• [TASK STATEMENT]
Show each line of the material below that contains the string "instance", copying every such line in full. Case counts when matching.

• [SUPPLIED MATERIAL]

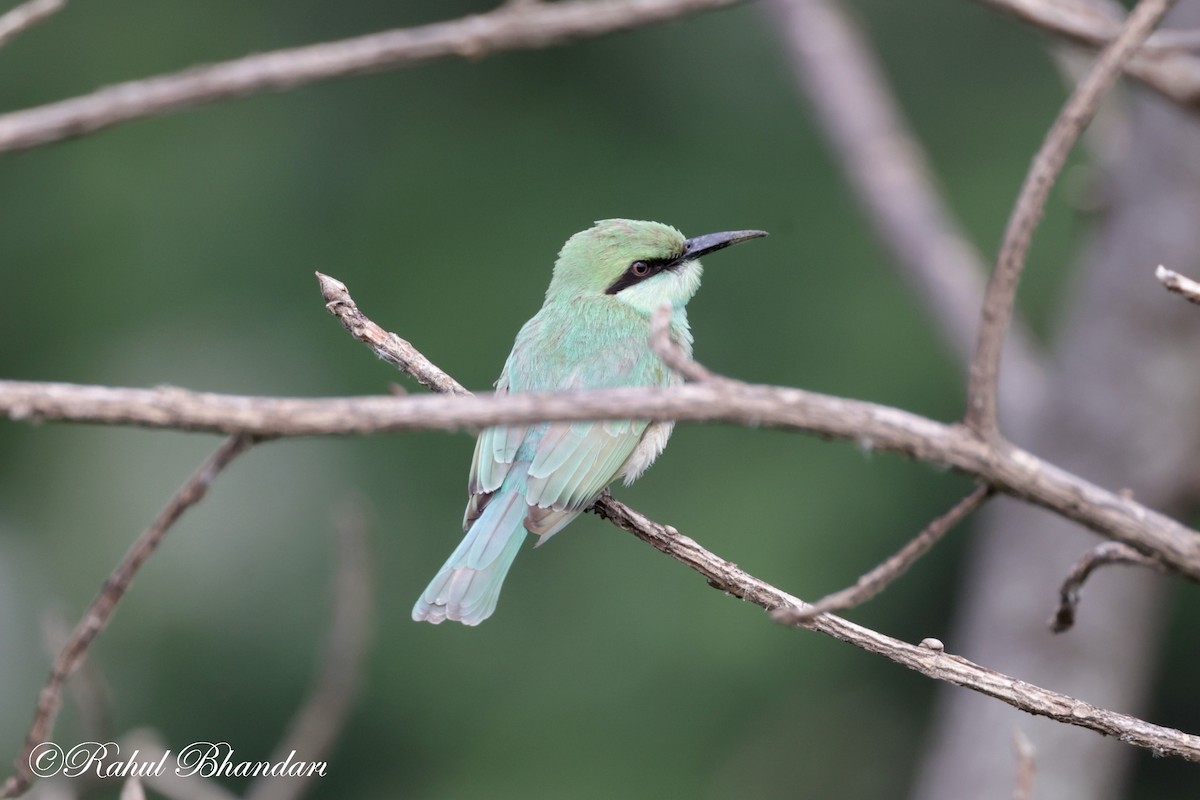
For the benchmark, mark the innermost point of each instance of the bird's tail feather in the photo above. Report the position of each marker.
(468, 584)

* * *

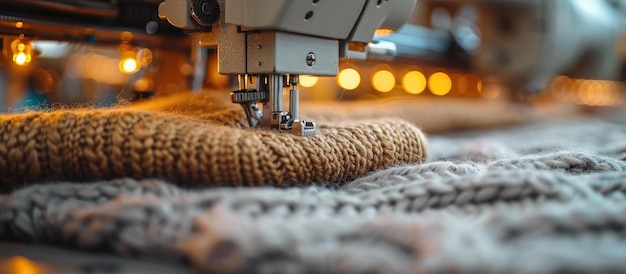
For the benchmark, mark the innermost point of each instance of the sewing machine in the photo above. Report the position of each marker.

--

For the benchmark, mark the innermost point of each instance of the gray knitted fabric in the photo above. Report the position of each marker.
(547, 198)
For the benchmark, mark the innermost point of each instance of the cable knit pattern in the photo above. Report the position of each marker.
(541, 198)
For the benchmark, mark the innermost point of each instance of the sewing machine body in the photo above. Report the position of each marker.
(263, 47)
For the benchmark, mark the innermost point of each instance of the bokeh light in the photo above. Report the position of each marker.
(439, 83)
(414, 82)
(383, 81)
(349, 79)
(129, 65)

• [THE COMPLETED TASK]
For the benchmark, mark the innermost point of each instance of the bird's tail feather in the photo above. Report the position of each marker.
For the benchmark, mark the innermost point of each instance of the sewing machine in the photo above. Report the position of each marker.
For the benchmark, mark the innermost point of each instance of the gray knitted fabric in the photo above. Report the position of each marker.
For the benchmark, mark the innermost point of each instance of the cable knit pattern in the photo above. Report the position of each marker.
For the benchmark, mark the innermost point of each instance of the sewing machine body in the photo above. Report the position of each marker.
For the benchmark, mark the innermost point of each instance of the bokeh light in the photo above. Report the position of each marker.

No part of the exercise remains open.